[AIM OF THE TASK]:
Every word of the data must be reproduced in your reply exactly.

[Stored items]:

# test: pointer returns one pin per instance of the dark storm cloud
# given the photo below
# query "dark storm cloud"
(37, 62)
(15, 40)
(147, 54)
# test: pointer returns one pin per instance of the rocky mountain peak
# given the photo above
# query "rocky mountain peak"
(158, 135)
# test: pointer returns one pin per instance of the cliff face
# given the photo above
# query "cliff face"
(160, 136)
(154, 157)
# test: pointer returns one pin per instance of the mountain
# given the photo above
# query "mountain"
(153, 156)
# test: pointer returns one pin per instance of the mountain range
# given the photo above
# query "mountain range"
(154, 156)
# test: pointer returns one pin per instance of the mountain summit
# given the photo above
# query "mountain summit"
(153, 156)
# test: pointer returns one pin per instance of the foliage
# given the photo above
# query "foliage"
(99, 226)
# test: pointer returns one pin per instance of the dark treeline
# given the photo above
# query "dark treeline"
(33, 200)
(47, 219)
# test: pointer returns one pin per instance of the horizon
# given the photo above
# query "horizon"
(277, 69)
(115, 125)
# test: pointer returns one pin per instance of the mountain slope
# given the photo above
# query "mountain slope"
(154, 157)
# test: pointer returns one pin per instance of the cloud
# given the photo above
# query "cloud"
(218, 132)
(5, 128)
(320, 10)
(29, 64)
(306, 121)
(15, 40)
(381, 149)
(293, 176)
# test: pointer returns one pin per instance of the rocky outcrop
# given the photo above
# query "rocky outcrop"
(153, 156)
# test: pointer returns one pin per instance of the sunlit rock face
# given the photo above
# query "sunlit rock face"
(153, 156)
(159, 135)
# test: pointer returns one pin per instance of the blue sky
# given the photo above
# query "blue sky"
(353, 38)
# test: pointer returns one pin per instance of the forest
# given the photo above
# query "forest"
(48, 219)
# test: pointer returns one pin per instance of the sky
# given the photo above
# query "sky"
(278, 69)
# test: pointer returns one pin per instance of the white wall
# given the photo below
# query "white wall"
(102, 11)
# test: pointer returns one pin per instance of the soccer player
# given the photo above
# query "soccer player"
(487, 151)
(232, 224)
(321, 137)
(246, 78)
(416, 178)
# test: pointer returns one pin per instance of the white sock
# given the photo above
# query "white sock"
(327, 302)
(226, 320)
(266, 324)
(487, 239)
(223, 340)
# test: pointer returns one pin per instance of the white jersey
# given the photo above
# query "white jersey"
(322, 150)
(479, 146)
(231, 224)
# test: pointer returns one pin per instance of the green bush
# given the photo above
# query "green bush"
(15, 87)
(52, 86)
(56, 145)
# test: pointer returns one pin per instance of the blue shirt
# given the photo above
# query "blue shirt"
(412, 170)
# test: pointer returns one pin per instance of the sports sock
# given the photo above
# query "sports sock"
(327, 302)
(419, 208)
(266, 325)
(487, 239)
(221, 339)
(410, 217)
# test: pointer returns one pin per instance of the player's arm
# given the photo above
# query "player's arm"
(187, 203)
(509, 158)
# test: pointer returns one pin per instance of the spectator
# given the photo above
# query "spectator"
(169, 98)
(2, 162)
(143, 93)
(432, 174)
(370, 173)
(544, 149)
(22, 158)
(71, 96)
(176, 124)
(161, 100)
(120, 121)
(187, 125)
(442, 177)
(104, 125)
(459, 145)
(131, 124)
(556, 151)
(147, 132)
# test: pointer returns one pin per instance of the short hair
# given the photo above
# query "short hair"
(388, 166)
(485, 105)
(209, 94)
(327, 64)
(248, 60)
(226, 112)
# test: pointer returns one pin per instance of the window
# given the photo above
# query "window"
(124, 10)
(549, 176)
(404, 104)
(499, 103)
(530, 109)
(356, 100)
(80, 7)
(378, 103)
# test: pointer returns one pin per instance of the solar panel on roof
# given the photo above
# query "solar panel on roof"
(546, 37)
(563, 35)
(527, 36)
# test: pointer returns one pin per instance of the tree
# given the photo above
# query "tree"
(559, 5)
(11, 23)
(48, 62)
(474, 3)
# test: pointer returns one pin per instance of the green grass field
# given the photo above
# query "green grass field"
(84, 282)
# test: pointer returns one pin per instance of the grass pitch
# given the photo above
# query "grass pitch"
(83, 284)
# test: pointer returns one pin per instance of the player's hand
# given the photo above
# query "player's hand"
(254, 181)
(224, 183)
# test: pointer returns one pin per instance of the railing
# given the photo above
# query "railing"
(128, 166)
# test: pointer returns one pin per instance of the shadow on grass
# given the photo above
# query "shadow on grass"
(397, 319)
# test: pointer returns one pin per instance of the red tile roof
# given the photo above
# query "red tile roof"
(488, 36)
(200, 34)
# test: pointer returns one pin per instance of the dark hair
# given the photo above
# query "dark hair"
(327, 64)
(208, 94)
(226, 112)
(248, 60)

[WRITTEN RESPONSE]:
# test: pointer returns one pin per instance of the dark storm cloud
# given the photo below
# query "dark storm cloud"
(37, 62)
(15, 40)
(147, 54)
# test: pointer returns one pin per instance of the rocky mountain peak
# given the photo above
# query "rocky mountain peak"
(158, 135)
# test: pointer returns one pin per instance of the cliff face
# given the photo above
# query "cliff face"
(160, 136)
(154, 157)
# test: pointer returns one pin per instance of the mountain
# given the photo above
# query "mountain"
(153, 156)
# test: pointer returns one pin per instance of the mountain range
# given the photo above
# query "mountain range"
(154, 156)
# test: pointer returns one pin per instance of the mountain summit
# given the photo above
# query "mountain summit"
(153, 156)
# test: pointer returns one pin per instance of the foliage
# given the photo above
# query "foliage"
(99, 226)
# test: pointer returns one pin per instance of the dark treeline
# given the photo above
# query "dark treeline"
(33, 200)
(47, 219)
# test: pointer returns one pin per instance of the horizon
# given the photo above
# query "horizon"
(277, 69)
(115, 125)
# test: pointer returns one pin per instance of the mountain slope
# given the photo above
# query "mountain slope"
(154, 157)
# test: pointer returns one pin per instance of the cloud
# given the photo above
# query "cloud"
(218, 132)
(5, 128)
(320, 10)
(29, 64)
(306, 121)
(15, 40)
(381, 149)
(293, 176)
# test: pointer returns one pin per instance of the rocky outcrop
# given the photo above
# query "rocky outcrop"
(153, 156)
# test: pointer returns one pin per instance of the sunlit rock face
# given the photo above
# query "sunlit rock face"
(153, 156)
(159, 135)
# test: pointer returns one pin per instance of the blue sky
# given the photo above
# query "blue sky"
(353, 38)
# test: pointer returns one pin per instance of the forest
# given the photo above
# query "forest"
(48, 219)
# test: pointer returns one pin per instance of the sky
# given the photo above
# query "sky"
(278, 69)
# test: pointer returns one pin per instance of the white wall
# given the photo below
# query "white wall"
(102, 11)
# test: pointer returns one pin per instance of the soccer player
# given the photo above
# query "soccer player"
(487, 151)
(232, 224)
(321, 137)
(246, 78)
(416, 178)
# test: pointer returns one pin per instance of the white sock
# given the photo above
# query "white sock"
(327, 302)
(226, 320)
(266, 324)
(487, 239)
(223, 340)
# test: pointer returns one pin per instance of the white jersey
# given the photo above
# query "white jersey"
(322, 150)
(479, 146)
(231, 224)
# test: pointer returns one pin per instance of the green bush
# given the photo above
# query "green bush"
(15, 87)
(52, 86)
(56, 145)
# test: pointer returns one pin per instance of the blue shirt
# given the photo above
# query "blue shirt"
(412, 170)
# test: pointer returns one pin per instance of the sports sock
# given the photo above
# query "sports sock"
(327, 302)
(419, 208)
(266, 325)
(487, 239)
(221, 339)
(410, 217)
# test: pointer returns one pin per instance of the player's arm
# given the photo above
# query "player's arm"
(187, 203)
(509, 158)
# test: pointer returns one pin per instance of the spectator
# given the photo above
# query "spectator"
(169, 98)
(2, 162)
(143, 93)
(432, 174)
(370, 173)
(544, 149)
(22, 158)
(71, 96)
(176, 124)
(161, 100)
(120, 121)
(187, 125)
(442, 177)
(104, 125)
(459, 145)
(131, 124)
(556, 151)
(147, 132)
# test: pointer returns one pin per instance of the short hair
# given the photo above
# query "short hair"
(388, 166)
(485, 105)
(209, 94)
(327, 64)
(248, 60)
(226, 112)
# test: pointer returns one pin per instance of the window
# given the photo above
# query "window"
(124, 10)
(549, 176)
(404, 104)
(499, 103)
(530, 109)
(356, 100)
(80, 7)
(378, 103)
# test: pointer returns one pin per instance of the solar panel on roof
# given the photo above
# query "solar panel on roof"
(546, 37)
(563, 35)
(527, 36)
# test: pointer returns one pin per instance of the tree
# given the photo above
# query "tree"
(559, 5)
(11, 23)
(48, 62)
(474, 3)
# test: pointer returns one pin per instance of the green grass field
# given the photo above
# query "green grass field"
(84, 282)
# test: pointer returns one pin per instance of the grass pitch
# given the photo above
# query "grass pitch"
(83, 284)
# test: pointer returns one pin per instance of the player's hand
# given the photo above
# query "player's hand"
(254, 181)
(224, 183)
# test: pointer returns one pin per instance of the railing
# given the photo above
# query "railing"
(128, 166)
# test: pointer returns one pin per instance of the shadow on grass
# given the photo above
# query "shadow on grass"
(397, 319)
# test: pointer returns one pin per instance of the red tile roof
# given the photo above
# query "red tile roof"
(488, 36)
(200, 34)
# test: pointer returns one pin per instance of the dark hair
# given the photo above
# query "dark hair"
(327, 64)
(208, 94)
(226, 112)
(248, 60)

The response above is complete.